### WORK TASK
Produce all the records again exactly as they stand.

### DATA PROVIDED
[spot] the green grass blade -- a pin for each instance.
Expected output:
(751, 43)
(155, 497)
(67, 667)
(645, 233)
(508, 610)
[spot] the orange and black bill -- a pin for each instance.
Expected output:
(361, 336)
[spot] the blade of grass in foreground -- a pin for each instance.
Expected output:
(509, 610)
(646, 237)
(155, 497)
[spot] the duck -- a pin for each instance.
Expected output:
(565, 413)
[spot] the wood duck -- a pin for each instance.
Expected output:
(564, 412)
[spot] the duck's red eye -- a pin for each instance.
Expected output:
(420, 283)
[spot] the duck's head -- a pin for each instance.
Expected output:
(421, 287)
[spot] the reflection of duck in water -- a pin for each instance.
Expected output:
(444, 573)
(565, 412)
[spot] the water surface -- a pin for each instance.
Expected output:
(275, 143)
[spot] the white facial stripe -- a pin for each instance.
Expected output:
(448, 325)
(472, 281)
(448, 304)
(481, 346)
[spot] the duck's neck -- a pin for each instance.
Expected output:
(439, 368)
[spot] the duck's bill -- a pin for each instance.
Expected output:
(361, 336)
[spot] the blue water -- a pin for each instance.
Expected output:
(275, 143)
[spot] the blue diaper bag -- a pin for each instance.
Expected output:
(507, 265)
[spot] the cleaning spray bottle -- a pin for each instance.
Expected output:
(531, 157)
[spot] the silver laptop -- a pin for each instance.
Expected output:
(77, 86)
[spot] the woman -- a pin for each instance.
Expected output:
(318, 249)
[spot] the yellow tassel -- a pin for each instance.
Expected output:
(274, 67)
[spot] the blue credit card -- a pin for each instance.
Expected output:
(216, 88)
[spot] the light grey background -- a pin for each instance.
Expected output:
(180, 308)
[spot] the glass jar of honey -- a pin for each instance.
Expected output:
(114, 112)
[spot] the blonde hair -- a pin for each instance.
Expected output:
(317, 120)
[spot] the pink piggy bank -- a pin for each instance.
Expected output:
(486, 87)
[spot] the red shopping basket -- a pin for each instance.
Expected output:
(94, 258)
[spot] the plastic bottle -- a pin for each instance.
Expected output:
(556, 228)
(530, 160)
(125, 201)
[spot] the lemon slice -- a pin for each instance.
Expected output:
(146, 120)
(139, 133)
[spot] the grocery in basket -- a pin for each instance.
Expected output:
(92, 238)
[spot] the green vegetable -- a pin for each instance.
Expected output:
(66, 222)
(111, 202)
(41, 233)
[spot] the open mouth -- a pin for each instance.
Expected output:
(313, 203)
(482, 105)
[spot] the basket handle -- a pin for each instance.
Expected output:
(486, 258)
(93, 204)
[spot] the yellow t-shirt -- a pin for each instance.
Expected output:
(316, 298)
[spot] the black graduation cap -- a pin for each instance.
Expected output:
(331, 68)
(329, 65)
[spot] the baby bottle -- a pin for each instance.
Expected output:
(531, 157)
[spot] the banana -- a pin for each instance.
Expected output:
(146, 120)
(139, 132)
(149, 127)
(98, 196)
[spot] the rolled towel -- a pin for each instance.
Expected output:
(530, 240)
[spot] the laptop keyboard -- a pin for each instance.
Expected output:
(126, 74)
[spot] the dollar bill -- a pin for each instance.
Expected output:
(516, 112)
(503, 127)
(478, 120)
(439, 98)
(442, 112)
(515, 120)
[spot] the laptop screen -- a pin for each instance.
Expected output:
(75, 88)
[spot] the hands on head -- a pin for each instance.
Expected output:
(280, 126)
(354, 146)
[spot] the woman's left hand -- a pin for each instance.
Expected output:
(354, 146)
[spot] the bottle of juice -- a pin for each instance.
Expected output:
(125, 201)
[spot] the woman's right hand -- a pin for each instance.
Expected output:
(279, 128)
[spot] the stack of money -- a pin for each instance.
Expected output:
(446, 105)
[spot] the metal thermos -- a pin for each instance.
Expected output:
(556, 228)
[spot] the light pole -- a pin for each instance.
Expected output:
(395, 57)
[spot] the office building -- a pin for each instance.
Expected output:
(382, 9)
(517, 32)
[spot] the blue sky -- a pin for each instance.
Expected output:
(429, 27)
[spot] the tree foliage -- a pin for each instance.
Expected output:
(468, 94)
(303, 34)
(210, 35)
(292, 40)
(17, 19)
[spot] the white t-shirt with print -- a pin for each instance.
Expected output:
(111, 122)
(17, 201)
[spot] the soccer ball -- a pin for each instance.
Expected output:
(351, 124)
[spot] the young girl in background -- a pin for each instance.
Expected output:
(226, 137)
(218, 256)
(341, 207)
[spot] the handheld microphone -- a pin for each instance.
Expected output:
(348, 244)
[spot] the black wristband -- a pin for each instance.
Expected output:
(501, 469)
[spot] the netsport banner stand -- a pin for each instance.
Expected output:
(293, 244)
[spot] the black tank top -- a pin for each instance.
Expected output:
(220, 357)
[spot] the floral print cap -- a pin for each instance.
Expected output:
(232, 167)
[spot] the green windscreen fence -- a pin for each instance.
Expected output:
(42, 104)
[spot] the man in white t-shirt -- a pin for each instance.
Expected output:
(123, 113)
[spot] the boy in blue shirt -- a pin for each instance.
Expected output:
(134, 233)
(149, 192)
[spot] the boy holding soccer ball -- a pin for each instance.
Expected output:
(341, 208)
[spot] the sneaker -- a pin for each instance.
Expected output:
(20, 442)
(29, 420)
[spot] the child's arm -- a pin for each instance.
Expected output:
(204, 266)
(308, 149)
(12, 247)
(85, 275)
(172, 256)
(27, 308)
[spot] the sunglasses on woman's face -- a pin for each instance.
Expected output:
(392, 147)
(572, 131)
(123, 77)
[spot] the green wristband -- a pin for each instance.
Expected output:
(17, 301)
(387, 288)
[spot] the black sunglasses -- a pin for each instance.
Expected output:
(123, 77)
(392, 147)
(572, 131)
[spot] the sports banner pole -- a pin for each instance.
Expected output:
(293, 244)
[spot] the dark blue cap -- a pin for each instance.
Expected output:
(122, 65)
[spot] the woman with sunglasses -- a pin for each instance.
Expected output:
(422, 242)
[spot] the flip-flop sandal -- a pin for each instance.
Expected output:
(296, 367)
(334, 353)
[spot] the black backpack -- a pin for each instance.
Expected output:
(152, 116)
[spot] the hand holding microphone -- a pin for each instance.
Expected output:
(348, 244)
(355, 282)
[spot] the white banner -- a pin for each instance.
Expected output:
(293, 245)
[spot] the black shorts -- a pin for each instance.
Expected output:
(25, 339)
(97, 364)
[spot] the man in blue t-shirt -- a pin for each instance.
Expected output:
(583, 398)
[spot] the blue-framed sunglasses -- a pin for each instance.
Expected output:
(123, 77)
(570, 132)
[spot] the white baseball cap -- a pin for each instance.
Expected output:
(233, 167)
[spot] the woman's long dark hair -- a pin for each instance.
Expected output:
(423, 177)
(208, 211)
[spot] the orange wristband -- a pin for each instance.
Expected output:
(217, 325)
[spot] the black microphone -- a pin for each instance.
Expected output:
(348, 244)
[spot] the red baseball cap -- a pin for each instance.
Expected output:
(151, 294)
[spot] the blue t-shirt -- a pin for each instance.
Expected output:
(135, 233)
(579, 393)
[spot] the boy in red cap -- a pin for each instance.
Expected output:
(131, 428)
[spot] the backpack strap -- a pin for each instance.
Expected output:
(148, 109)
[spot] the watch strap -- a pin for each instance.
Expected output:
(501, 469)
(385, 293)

### YOUR RESPONSE
[spot] the green grass blade -- a pin for each instance.
Expected output:
(751, 43)
(155, 497)
(67, 667)
(645, 233)
(508, 610)
[spot] the orange and black bill -- a pin for each instance.
Expected output:
(361, 336)
[spot] the blade of grass in foreground -- a pin for each instance.
Expected output:
(509, 610)
(646, 237)
(155, 497)
[spot] the duck -- a pin for each instance.
Expected output:
(565, 413)
[spot] the wood duck -- a pin for each instance.
Expected output:
(564, 412)
[spot] the duck's red eye -- a pin for each instance.
Expected output:
(420, 283)
[spot] the duck's head -- a pin for each instance.
Expected output:
(421, 287)
[spot] the reflection of duck in water -- a pin for each instance.
Expected output:
(444, 573)
(565, 412)
[spot] the water surface -- a pin for each instance.
Expected output:
(275, 143)
[spot] the white facial stripe -- a pin for each instance.
Expected output:
(448, 325)
(472, 281)
(448, 304)
(481, 346)
[spot] the duck's neck -- a pin for each instance.
Expected output:
(439, 368)
[spot] the duck's bill -- a pin for each instance.
Expected output:
(361, 336)
[spot] the blue water -- a pin for each instance.
Expected output:
(275, 143)
[spot] the blue diaper bag -- a pin for each instance.
Expected output:
(507, 265)
[spot] the cleaning spray bottle -- a pin for each instance.
Expected output:
(531, 157)
[spot] the silver laptop -- a pin for each instance.
Expected output:
(77, 86)
[spot] the woman -- a pin for each instance.
Expected output:
(318, 249)
[spot] the yellow tassel -- a pin for each instance.
Expected output:
(274, 67)
[spot] the blue credit card -- a pin for each instance.
Expected output:
(216, 88)
[spot] the light grey background -- a pin for each instance.
Expected output:
(180, 308)
[spot] the glass jar of honey -- a pin for each instance.
Expected output:
(114, 112)
[spot] the blonde hair -- a pin for each instance.
Expected output:
(317, 120)
[spot] the pink piggy bank -- a pin for each instance.
Expected output:
(486, 87)
[spot] the red shopping basket -- a pin for each instance.
Expected output:
(94, 258)
[spot] the plastic bottle -- a pin for each instance.
Expected output:
(556, 228)
(530, 160)
(125, 201)
[spot] the lemon slice -- a pin for each instance.
Expected output:
(146, 120)
(139, 133)
[spot] the grocery in basket -- a pin for each instance.
Expected output:
(92, 238)
[spot] the green vegetable -- a pin for each instance.
Expected output:
(66, 222)
(111, 202)
(41, 233)
[spot] the open mouth -- a pin for each instance.
Expected output:
(313, 203)
(482, 105)
[spot] the basket handle -- a pin for each instance.
Expected output:
(486, 258)
(93, 204)
[spot] the yellow t-shirt -- a pin for each instance.
Expected output:
(316, 298)
[spot] the black graduation cap -- a pin for each instance.
Expected output:
(331, 68)
(329, 65)
[spot] the baby bottle -- a pin for each instance.
Expected output:
(531, 157)
[spot] the banana -- a pin for each instance.
Expected output:
(146, 120)
(139, 132)
(149, 127)
(98, 196)
[spot] the rolled towel -- a pin for each instance.
Expected output:
(530, 240)
[spot] the laptop keyboard -- a pin for each instance.
Expected output:
(126, 74)
[spot] the dollar bill -- a pin for each instance.
Expected output:
(516, 112)
(503, 127)
(478, 120)
(439, 98)
(442, 112)
(515, 120)
[spot] the laptop screen -- a pin for each instance.
Expected output:
(75, 88)
[spot] the hands on head -- a pin for each instance.
Expected output:
(280, 126)
(354, 146)
[spot] the woman's left hand -- a pin for each instance.
Expected output:
(354, 146)
[spot] the bottle of juice -- a pin for each instance.
Expected output:
(125, 201)
[spot] the woman's right hand -- a pin for each instance.
Expected output:
(279, 128)
[spot] the stack of money -- a pin for each instance.
Expected output:
(446, 105)
[spot] the metal thermos -- a pin for each instance.
Expected output:
(556, 228)
[spot] the light pole -- a pin for each instance.
Expected output:
(395, 57)
[spot] the office building -- a pin for each instance.
Expected output:
(382, 9)
(517, 32)
[spot] the blue sky -- a pin for each instance.
Expected output:
(429, 27)
[spot] the tree foliage -- a pin for each instance.
Expected output:
(468, 94)
(303, 34)
(210, 35)
(292, 40)
(17, 19)
[spot] the white t-shirt with print -- a pin for each instance.
Expected output:
(111, 122)
(17, 201)
[spot] the soccer ball -- a pin for each instance.
Expected output:
(351, 124)
[spot] the young girl in background -- a pin for each instance.
Expected output:
(226, 137)
(218, 256)
(341, 207)
[spot] the handheld microphone -- a pin for each instance.
Expected output:
(348, 244)
[spot] the black wristband -- a pin for each instance.
Expected output:
(501, 469)
[spot] the netsport banner stand -- a pin for each instance.
Expected output:
(293, 244)
[spot] the black tank top -- a pin for each instance.
Expected output:
(220, 357)
[spot] the floral print cap -- a pin for each instance.
Expected output:
(232, 167)
[spot] the green windscreen fence -- a pin for each instance.
Expected output:
(42, 104)
[spot] the man in white t-shirt -- a pin for each instance.
Expected output:
(123, 113)
[spot] the boy in blue shirt -- a pin for each instance.
Expected output:
(134, 233)
(149, 192)
[spot] the boy holding soccer ball -- a pin for each instance.
Expected output:
(341, 208)
[spot] the sneaker -- a pin for each instance.
Expected output:
(20, 442)
(29, 420)
[spot] the child's arm -- a pin for each instance.
Expected output:
(204, 266)
(308, 149)
(12, 247)
(85, 275)
(172, 256)
(27, 308)
[spot] the sunglasses on woman's face -- a pin for each instance.
Expected output:
(392, 147)
(572, 131)
(123, 77)
[spot] the green wristband -- a pin for each instance.
Expected output:
(17, 301)
(387, 288)
[spot] the black sunglasses -- a pin for each instance.
Expected output:
(123, 77)
(392, 147)
(572, 131)
[spot] the sports banner pole -- a pin for each instance.
Expected output:
(293, 244)
[spot] the dark blue cap -- a pin for each instance.
Expected output:
(122, 65)
[spot] the woman with sunglasses -- a pin for each instance.
Expected output:
(422, 242)
[spot] the flip-flop sandal -- a pin for each instance.
Expected output:
(296, 367)
(334, 353)
[spot] the black backpack -- a pin for each instance.
Expected output:
(152, 116)
[spot] the hand holding microphone -- a pin for each instance.
Expected output:
(348, 244)
(355, 282)
[spot] the white banner -- a pin for each instance.
Expected output:
(293, 245)
[spot] the black shorts -- a pin for each instance.
Expected output:
(25, 339)
(97, 364)
[spot] the man in blue t-shirt -- a pin for each instance.
Expected output:
(583, 398)
[spot] the blue-framed sunglasses -- a pin for each instance.
Expected output:
(123, 77)
(570, 132)
[spot] the white baseball cap -- a pin for each instance.
Expected output:
(233, 167)
[spot] the woman's long dark hair -- a pin for each instance.
Expected output:
(423, 177)
(208, 211)
[spot] the orange wristband -- a pin for each instance.
Expected output:
(217, 325)
[spot] the black microphone -- a pin for each instance.
Expected output:
(348, 244)
[spot] the red baseball cap -- a pin for each instance.
Expected output:
(151, 294)
[spot] the blue t-shirt -- a pin for each instance.
Expected output:
(135, 233)
(579, 393)
[spot] the boy in red cap -- a pin for each instance.
Expected output:
(131, 428)
[spot] the backpack strap -- a pin for each instance.
Expected output:
(148, 109)
[spot] the watch strap -- a pin for each instance.
Expected output:
(501, 469)
(385, 293)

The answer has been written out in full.